Task objective:
Reproduce the entire listing below verbatim, line for line, without any alteration.

Raw listing

########

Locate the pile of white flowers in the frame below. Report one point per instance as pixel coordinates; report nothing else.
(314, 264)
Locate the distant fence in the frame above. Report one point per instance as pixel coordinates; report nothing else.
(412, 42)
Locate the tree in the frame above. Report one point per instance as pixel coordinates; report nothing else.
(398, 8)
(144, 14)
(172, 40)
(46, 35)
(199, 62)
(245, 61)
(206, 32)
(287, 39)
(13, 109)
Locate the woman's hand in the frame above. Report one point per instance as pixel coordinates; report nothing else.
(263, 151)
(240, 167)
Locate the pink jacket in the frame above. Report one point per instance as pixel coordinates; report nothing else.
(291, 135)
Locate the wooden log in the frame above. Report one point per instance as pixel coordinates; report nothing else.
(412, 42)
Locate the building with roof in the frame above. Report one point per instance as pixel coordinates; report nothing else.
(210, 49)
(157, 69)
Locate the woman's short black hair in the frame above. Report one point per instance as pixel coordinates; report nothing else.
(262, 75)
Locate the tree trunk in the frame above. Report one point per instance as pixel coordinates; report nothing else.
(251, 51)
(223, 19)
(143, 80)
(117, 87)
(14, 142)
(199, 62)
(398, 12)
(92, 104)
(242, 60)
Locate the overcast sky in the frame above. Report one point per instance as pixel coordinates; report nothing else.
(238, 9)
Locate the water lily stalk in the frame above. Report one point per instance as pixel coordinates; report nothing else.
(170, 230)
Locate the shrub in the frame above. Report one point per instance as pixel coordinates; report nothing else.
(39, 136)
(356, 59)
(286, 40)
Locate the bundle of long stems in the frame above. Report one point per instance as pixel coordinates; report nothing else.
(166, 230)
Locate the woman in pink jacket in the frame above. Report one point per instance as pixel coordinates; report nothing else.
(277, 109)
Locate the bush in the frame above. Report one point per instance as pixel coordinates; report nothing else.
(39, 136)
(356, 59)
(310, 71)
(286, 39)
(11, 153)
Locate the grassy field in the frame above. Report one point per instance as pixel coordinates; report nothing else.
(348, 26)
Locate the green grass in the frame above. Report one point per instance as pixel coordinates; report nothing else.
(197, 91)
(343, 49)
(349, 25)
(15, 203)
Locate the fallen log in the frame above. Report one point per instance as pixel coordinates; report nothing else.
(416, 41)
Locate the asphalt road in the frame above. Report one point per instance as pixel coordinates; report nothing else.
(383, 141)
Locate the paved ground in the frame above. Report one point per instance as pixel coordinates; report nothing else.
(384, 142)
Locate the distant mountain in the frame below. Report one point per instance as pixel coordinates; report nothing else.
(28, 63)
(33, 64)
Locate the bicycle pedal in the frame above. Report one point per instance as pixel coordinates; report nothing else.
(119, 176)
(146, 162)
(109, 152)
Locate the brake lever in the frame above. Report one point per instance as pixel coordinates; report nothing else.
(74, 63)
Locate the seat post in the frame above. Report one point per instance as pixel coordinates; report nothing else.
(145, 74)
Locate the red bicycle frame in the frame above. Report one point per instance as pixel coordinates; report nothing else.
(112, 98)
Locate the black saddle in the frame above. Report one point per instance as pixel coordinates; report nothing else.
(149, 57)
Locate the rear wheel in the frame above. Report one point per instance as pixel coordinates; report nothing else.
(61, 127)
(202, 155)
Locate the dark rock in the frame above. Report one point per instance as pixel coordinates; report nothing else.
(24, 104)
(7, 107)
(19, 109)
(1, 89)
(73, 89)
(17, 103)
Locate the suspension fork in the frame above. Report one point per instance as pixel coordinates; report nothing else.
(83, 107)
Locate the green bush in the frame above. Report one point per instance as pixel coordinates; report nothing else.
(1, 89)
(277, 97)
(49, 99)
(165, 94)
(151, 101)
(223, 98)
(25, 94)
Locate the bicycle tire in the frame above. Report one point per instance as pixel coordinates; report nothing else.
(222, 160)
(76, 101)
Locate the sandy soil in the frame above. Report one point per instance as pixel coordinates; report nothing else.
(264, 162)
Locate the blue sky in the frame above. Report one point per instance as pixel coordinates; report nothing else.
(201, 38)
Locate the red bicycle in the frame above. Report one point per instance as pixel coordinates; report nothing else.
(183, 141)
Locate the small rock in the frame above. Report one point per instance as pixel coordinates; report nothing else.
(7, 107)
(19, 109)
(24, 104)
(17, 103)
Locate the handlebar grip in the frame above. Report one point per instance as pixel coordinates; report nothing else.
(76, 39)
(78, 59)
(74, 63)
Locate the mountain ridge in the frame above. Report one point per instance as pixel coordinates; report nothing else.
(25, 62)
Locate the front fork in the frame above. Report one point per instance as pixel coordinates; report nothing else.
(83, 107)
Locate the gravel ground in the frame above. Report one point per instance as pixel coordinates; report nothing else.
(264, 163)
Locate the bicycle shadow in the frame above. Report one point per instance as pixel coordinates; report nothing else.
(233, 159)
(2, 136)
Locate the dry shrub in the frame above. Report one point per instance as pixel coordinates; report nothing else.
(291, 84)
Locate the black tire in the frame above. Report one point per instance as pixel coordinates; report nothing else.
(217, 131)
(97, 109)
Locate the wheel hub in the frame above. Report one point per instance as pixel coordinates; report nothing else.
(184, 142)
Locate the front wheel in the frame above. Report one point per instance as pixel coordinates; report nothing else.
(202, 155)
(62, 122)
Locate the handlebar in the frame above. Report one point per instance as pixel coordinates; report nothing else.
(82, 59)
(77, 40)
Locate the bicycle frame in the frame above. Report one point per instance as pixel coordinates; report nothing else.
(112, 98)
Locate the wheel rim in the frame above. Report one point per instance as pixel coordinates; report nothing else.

########

Solved exercise:
Locate the pile of white flowers in the frame below. Report one point per instance as pixel coordinates; report nothing else.
(314, 264)
Locate the distant fence in the frame above. Report one point per instance as pixel coordinates; report nothing else.
(412, 42)
Locate the tree in the frame above. Report one point per instance as pixel coordinates; report nothing else.
(398, 8)
(144, 14)
(172, 40)
(46, 35)
(199, 62)
(245, 61)
(206, 32)
(287, 39)
(13, 109)
Locate the woman's hand in the frame above. Report one point per instance as pixel coordinates; report nothing else.
(263, 151)
(240, 167)
Locate the pink jacket in the frame above. Report one point per instance as pixel coordinates; report nothing else.
(291, 135)
Locate the wooden log in the frame above. Report one point per instance as pixel coordinates; report nothing else.
(412, 42)
Locate the building with roof in the frame above. Report one point per instance as pixel coordinates; report nothing else.
(210, 49)
(157, 69)
Locate the woman's short black hair in the frame above. Report one point per instance as pixel coordinates; report nothing else.
(262, 75)
Locate the tree trunk in the frame above. Report one point per instance as pixel coordinates; report nothing else.
(251, 51)
(223, 19)
(143, 80)
(117, 87)
(14, 142)
(199, 62)
(398, 12)
(92, 104)
(242, 60)
Locate the overcast sky in the frame above. Report one point per instance as pixel coordinates; report nothing else.
(238, 9)
Locate the water lily stalk in the frame above. Report one point per instance as pixel coordinates; report nothing else.
(170, 230)
Locate the shrub in the frame above. Report one point per instance as pixel coordinates; report nothing else.
(39, 136)
(356, 59)
(286, 40)
Locate the bundle of long stems in the frame above. Report one point per instance as pixel coordinates; report nothing else.
(166, 230)
Locate the woman in pink jacket in the frame above. Report one point per instance as pixel coordinates; report nothing else.
(277, 109)
Locate the bush in the frame above. Report one point per instance as pixel coordinates; report nothing else.
(39, 136)
(356, 59)
(310, 71)
(286, 39)
(11, 153)
Locate the grassy field in the frame above. Report one point per instance as pixel coordinates; report nothing else.
(348, 26)
Locate the green grass in the frame above. Report one point per instance as pixel coordinates; report nothing else.
(197, 91)
(343, 49)
(349, 25)
(15, 203)
Locate the fallen log in the frame above. Report one point per instance as pixel coordinates; report nothing else.
(416, 41)
Locate the asphalt road in the frame above. Report one point per instance as pixel coordinates; report nothing else.
(383, 141)
Locate the paved ground in the frame above. Report one point per instance as pixel coordinates; report nothing else.
(384, 142)
Locate the distant mountain in the frame below. Report one point per instance as pixel coordinates; report nothing else.
(28, 63)
(33, 64)
Locate the bicycle pedal in the frame above. Report one point per instance as pixel coordinates; report nothing else.
(119, 176)
(146, 162)
(109, 152)
Locate the brake lever in the frame above. Report one point per instance as pixel coordinates; report nothing else.
(74, 63)
Locate the seat post in the frame above. Report one point per instance as pixel coordinates; report nothing else.
(145, 74)
Locate the red bicycle frame in the frame above. Report one point per instance as pixel coordinates; report nothing else.
(112, 98)
Locate the black saddle in the frame above. Report one point per instance as pixel coordinates; report nothing else.
(149, 57)
Locate the rear wheel in the frame above. Report one point per instance as pixel coordinates; report nothing else.
(61, 127)
(202, 155)
Locate the dark rock in the frame above. Report one point per instance as pixel coordinates; report nothing else.
(24, 104)
(7, 107)
(19, 109)
(1, 89)
(73, 89)
(17, 103)
Locate the suspension fork in the frame above. Report one point per instance as pixel coordinates; report nothing else.
(83, 107)
Locate the green bush in the frame above. Report one point per instance as pixel coordinates; report nothing else.
(1, 89)
(277, 97)
(49, 99)
(165, 94)
(151, 101)
(223, 98)
(25, 94)
Locate the bicycle tire in the frame above. Report one point per instance as pixel coordinates; report nothing else.
(222, 160)
(76, 101)
Locate the sandy soil in the frame above. Report one point per instance as pixel coordinates; report nothing else.
(264, 162)
Locate the blue sky in the frame above. Report one point per instance as pixel coordinates; report nothing else.
(201, 38)
Locate the red bicycle in the frame above. Report one point per instance as pixel coordinates; report nothing else.
(183, 141)
Locate the small rock in the frame above. Report one point per instance as pixel coordinates; report nothing else.
(7, 107)
(19, 109)
(24, 104)
(17, 103)
Locate the handlebar grip in the frame above. Report one point per instance as pixel coordinates; report nothing else.
(76, 39)
(78, 59)
(74, 63)
Locate the mountain ridge in the frame above. Report one point per instance as pixel coordinates; report nothing else.
(25, 62)
Locate the front fork in the frame above. Report one point per instance as pixel coordinates; report nothing else.
(83, 107)
Locate the gravel ground in the frame above. Report one point per instance as pixel coordinates; report nothing else.
(264, 163)
Locate the bicycle shadow in the frame above. Report one point per instance as pixel coordinates; report nothing else.
(233, 159)
(2, 136)
Locate the dry shrub in the frame above. Report one point per instance as pixel coordinates; report nothing else.
(291, 84)
Locate the black tire in the frame above. Report one point per instance as pixel coordinates; report nothing else.
(217, 131)
(97, 109)
Locate the wheel hub in the frame above. Report one point per instance as pixel coordinates; report nothing else.
(184, 142)
Locate the front wheel in the frame above. Report one point per instance as pixel coordinates; report nothing else.
(202, 155)
(62, 122)
Locate the handlebar in the frame above. Report one point per instance as pixel coordinates; report nothing else.
(82, 59)
(77, 40)
Locate the bicycle frame in the frame above. Report one point per instance as pixel coordinates; report nothing else.
(112, 98)
Locate the wheel rim in the frame above. Report one point per instance as pixel coordinates; report nothing else.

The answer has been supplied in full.